15 septiembre 2008

Sinusoides

Festival de Música Antigua de Sajazarra
Intérpretes en el Festival de Música Antigua de Sajazarra

-“¿Se imaginan como sería, grosso modo, la línea temporal de la vida de la mayoría de nosotros?”-

Creo que fue en alguna clase de física, ya remota. El profesor intentaba explicarnos los fundamentos de la teoría de la relatividad, y para dar una idea del concepto de espacio-tiempo, nos pidió que imaginásemos una gráfica en la que en el eje vertical se representaba la posición en el espacio, mientras que en la horizontal se representaba el transcurrir del tiempo. Así, como el tiempo no para nunca, nos explicaba, si uno se estaba quietecico en el mismo sitio, sin moverse, la "línea del tiempo" resultante sería una larga y monótona horizontal. Pero si uno empezaba a desplazarse de acá para allá, la línea empezaría a animarse: a subir, a bajar, a curvarse, a brincar. Lo único “prohibido” era que la línea alcanzara o superara la vertical: tal cosa implicaría retroceder en el tiempo. La imagen era muy sugerente y rápidamente nos atrapó a todos. Después de explicar varios conceptos teóricos con ese modelo, y a punto de finalizar la clase, nos hizo la pregunta aquella.

Quedamos un tanto perplejos, pues a nadie se le había ocurrido semejante cosa: ¡una vida entera moviéndose! La mayoría creo que nos imaginamos una especie de ovillo tremendamente enmarañado y caótico. El profesor nos miró unos segundos, se acercó a la pizarra y dibujó sobre los ejes una perfecta y sencilla sinusoide que partía de un extremo y llegaba, sin más, con sus limpias ondulaciones hasta el opuesto. Allí se hacía horizontal y luego bajaba hasta el eje inferior. “¿Se han fijado –comentó sin volverse, mirando la línea que acababa de dibujar- en que casi siempre acudimos a los mismos lugares una y otra vez, casi siempre con los mismos intervalos, casi siempre siguiendo los mismos caminos, casi siempre haciendo las mismas cosas?” “Una sinusoide casi perfecta –dijo siguiendo con el dedo la forma en la pizarra- arriba y abajo, arriba y abajo”. Cuando su dedo llegó al tramo horizontal, lo siguió unos milímetros más, suspiró, tomó el borrador, limpió la pizarra y volviéndose hacia la mesa solo comentó: “Bien: mañana corregiremos los problemas de este tema. No olviden repasar los formularios”.

■ **TAREAS OBLIGATORIAS**:
a: Indique si cada afirmación coincide con el artículo, respondiendo sí o no y citando literalmente las palabras del artículo que lo deciden.
(i) En la gráfica del profesor, la posición en el espacio se representaba en el eje horizontal.
(ii) La línea del tiempo no podía alcanzar ni superar la vertical.
(iii) La mayoría de los alumnos imaginó una línea recta y ordenada.
b: Responda a estas preguntas con datos del artículo.
(i) ¿Qué implicaría que la línea alcanzara o superara la vertical?
(ii) ¿Qué figura dibujó el profesor sobre los ejes?
(iii) ¿Qué se iba a corregir al día siguiente?

■ **ENTRADAS GUARDADAS**:

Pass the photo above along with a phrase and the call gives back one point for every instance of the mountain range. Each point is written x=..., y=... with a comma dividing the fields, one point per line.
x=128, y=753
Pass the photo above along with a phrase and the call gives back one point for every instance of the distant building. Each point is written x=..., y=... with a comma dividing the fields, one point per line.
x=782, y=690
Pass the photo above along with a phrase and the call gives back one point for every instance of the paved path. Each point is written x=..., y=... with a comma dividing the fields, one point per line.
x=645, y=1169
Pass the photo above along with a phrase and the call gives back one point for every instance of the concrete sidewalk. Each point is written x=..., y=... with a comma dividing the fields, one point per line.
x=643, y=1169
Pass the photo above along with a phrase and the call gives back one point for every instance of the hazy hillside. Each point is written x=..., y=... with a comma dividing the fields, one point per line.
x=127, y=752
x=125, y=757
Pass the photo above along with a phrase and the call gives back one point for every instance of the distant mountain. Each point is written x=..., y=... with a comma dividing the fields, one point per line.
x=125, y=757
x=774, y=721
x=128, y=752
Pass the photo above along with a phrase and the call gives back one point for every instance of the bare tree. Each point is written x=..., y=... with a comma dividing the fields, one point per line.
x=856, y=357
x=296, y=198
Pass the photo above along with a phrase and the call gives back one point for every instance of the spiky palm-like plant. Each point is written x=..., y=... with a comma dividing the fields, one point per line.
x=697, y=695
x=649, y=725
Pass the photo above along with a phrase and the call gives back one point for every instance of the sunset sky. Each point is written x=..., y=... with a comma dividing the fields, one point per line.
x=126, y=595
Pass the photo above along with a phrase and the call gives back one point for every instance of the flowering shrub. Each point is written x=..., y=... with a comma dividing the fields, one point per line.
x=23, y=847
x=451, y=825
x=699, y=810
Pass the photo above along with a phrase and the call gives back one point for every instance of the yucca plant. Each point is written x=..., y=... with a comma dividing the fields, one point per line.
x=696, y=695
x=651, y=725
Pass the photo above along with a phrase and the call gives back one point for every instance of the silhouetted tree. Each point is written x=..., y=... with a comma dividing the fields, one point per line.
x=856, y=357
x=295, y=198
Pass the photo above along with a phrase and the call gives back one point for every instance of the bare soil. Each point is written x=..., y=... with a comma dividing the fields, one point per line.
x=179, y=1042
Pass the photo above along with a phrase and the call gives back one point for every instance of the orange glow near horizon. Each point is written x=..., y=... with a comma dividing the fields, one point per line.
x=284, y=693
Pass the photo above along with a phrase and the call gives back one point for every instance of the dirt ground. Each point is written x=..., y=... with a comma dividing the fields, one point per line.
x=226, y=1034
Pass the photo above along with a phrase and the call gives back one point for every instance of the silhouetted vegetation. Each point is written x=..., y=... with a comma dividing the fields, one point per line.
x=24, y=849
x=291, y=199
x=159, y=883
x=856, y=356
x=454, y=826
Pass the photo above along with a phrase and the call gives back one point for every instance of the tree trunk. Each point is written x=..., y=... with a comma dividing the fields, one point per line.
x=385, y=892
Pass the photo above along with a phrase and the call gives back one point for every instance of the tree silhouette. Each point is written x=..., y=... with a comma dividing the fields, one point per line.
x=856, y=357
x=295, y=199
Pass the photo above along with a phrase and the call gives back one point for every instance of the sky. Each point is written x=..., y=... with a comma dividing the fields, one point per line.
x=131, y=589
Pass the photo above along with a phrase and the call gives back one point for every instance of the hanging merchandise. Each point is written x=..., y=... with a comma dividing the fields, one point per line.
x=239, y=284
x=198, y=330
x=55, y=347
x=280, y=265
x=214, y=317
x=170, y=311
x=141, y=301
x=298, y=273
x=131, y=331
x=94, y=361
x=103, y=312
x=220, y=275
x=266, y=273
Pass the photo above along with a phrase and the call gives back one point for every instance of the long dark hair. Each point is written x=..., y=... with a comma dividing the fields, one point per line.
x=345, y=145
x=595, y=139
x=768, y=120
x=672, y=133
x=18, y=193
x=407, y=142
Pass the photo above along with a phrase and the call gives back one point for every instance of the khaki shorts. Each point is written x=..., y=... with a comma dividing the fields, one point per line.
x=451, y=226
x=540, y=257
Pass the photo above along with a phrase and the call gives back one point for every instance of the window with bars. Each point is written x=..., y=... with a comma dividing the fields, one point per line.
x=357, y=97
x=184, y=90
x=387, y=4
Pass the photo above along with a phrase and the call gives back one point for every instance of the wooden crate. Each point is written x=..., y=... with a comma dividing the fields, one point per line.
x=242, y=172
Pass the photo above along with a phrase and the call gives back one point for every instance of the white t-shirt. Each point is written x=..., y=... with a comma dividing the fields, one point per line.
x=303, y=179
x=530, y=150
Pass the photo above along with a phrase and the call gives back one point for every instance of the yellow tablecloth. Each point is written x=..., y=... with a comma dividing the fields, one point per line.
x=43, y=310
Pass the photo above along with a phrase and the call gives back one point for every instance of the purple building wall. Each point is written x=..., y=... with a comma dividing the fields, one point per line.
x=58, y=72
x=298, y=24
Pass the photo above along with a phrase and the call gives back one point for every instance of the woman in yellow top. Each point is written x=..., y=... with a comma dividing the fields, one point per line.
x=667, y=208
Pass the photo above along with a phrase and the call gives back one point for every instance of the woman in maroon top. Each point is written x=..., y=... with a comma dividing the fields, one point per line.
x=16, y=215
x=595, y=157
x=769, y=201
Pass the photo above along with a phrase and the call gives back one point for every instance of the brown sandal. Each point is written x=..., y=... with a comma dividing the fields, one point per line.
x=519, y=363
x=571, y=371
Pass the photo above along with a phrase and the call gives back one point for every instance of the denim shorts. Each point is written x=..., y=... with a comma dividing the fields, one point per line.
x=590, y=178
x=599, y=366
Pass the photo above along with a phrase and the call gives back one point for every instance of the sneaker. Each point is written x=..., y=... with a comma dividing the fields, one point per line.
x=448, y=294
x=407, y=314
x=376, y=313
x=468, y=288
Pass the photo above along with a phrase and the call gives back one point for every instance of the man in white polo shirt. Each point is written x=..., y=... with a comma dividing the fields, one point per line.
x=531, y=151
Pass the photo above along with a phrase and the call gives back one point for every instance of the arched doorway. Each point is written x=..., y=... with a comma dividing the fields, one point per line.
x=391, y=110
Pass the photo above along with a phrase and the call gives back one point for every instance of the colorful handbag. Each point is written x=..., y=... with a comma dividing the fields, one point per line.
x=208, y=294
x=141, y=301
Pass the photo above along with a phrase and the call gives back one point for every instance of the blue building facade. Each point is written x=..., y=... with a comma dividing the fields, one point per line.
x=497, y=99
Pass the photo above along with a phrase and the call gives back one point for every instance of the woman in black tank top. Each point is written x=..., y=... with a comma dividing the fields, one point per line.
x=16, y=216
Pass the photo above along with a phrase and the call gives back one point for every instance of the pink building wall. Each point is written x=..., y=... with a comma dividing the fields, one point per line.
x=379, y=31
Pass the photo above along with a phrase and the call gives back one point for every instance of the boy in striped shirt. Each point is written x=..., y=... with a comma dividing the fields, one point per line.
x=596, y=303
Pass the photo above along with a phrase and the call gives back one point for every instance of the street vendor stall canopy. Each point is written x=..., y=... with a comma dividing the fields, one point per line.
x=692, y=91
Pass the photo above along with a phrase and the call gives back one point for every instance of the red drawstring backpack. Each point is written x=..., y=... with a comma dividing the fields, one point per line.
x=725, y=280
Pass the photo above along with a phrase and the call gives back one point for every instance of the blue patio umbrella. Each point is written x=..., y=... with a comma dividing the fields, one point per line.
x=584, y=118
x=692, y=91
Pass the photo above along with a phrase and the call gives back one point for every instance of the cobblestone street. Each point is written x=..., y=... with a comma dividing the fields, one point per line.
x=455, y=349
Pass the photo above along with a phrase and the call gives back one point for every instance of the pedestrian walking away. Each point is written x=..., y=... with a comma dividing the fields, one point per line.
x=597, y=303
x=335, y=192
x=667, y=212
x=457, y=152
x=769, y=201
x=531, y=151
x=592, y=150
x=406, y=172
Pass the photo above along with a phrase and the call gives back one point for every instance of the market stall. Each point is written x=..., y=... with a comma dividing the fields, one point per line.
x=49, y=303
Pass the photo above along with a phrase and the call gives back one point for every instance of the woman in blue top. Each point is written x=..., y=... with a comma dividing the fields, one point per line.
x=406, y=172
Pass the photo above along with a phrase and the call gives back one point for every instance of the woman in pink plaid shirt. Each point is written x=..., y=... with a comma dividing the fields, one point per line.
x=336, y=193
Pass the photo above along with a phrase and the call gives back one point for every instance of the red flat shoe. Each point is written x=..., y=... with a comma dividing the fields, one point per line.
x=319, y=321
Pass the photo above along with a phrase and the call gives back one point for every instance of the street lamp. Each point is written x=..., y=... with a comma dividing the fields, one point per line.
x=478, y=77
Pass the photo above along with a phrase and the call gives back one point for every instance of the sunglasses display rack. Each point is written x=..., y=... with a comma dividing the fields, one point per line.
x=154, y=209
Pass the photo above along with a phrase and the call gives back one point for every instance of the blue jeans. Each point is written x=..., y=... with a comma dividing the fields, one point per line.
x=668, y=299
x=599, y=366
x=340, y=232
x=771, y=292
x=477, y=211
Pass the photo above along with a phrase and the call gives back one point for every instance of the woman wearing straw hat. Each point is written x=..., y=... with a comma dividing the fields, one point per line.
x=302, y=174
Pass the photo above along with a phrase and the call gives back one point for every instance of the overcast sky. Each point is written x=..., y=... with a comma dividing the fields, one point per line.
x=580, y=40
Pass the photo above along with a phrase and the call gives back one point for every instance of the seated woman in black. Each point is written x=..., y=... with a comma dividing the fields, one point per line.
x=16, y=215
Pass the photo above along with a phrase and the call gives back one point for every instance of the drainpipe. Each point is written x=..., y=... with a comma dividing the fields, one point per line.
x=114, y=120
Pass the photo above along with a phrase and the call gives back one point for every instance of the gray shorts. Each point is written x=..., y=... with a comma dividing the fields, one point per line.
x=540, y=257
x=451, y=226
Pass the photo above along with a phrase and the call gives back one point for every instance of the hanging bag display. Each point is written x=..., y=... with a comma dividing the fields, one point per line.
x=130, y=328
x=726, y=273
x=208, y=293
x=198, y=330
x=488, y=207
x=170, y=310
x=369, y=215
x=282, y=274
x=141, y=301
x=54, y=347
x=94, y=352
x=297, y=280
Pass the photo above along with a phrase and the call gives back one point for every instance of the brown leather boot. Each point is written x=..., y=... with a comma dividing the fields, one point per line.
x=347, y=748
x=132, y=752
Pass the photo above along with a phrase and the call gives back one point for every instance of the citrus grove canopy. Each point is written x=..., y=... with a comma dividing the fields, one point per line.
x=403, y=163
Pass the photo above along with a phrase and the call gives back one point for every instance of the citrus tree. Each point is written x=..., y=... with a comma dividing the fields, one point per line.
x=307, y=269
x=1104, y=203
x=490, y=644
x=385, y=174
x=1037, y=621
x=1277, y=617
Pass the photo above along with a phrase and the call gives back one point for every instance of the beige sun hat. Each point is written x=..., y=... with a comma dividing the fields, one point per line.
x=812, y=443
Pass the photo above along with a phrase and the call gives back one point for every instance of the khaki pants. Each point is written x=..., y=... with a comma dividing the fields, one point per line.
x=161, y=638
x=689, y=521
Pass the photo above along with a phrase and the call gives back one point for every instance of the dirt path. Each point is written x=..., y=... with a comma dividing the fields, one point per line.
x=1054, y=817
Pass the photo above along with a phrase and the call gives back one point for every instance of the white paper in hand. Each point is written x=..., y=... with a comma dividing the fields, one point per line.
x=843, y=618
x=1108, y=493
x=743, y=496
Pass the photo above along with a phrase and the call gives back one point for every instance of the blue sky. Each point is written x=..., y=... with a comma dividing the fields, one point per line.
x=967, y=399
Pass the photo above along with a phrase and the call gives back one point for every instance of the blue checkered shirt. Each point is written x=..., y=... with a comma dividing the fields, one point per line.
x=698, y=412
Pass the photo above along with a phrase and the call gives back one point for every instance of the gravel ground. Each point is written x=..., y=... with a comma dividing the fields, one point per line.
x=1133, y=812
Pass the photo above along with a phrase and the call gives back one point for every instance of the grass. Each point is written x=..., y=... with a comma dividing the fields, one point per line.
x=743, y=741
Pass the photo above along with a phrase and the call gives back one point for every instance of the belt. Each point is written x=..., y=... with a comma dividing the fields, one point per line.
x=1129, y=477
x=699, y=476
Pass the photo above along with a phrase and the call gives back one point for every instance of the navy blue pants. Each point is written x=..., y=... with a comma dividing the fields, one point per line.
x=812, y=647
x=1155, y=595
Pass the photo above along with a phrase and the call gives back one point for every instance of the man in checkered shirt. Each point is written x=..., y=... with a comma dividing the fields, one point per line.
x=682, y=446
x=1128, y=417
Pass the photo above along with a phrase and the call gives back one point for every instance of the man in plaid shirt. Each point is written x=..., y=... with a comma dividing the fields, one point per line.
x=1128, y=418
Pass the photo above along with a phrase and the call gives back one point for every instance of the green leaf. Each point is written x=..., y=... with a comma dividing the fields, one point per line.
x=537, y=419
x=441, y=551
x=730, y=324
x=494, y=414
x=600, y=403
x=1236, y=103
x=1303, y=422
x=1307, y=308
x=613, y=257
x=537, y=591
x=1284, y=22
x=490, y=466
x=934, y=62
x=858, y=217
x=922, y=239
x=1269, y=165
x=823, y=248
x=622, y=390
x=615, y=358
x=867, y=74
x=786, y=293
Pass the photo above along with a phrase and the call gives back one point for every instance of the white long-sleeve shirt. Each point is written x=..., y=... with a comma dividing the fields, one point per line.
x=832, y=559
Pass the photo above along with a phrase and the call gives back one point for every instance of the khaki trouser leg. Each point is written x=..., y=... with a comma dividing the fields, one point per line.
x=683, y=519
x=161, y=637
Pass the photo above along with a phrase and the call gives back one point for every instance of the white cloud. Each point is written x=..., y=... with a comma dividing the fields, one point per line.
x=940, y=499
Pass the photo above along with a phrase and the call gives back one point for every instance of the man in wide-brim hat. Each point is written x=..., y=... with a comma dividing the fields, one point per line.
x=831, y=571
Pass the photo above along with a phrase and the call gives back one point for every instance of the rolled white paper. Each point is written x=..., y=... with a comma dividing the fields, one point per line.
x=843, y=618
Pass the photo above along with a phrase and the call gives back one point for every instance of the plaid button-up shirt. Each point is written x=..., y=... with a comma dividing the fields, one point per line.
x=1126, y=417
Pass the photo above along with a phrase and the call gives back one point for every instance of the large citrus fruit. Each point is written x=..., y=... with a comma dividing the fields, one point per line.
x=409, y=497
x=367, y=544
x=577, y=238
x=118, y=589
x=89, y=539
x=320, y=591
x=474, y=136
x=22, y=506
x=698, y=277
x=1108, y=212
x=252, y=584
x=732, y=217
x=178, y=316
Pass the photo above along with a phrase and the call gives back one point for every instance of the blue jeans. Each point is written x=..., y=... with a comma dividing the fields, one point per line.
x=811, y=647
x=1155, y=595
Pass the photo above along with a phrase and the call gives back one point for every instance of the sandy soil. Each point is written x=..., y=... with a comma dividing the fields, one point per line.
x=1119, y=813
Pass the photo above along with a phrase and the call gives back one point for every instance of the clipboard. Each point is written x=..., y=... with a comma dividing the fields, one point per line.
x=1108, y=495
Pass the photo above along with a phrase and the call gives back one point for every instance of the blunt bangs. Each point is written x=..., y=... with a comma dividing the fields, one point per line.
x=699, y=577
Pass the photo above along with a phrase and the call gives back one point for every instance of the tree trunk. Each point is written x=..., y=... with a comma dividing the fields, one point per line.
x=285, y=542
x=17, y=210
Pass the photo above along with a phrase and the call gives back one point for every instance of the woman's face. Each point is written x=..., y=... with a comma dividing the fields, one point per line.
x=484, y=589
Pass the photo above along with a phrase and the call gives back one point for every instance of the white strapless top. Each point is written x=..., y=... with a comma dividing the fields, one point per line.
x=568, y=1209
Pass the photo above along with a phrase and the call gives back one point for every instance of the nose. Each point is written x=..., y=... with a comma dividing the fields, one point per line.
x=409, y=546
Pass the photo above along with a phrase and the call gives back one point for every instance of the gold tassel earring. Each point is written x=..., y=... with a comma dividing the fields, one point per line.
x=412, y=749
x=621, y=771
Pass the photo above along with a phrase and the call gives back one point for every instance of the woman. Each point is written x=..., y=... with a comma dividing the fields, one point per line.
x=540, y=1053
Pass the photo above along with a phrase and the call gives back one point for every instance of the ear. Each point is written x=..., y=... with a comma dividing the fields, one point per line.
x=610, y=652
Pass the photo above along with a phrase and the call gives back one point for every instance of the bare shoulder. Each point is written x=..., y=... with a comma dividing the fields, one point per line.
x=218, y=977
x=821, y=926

■ **SOLUCIONES COMPLETAS**:
a:
(i) No: «en el eje vertical se representaba la posición en el espacio».
(ii) Sí: «Lo único “prohibido” era que la línea alcanzara o superara la vertical».
(iii) No: «La mayoría creo que nos imaginamos una especie de ovillo tremendamente enmarañado y caótico».

b:
(i) Implicaría retroceder en el tiempo.
(ii) Dibujó una sinusoide perfecta y sencilla.
(iii) Se iban a corregir los problemas de ese tema.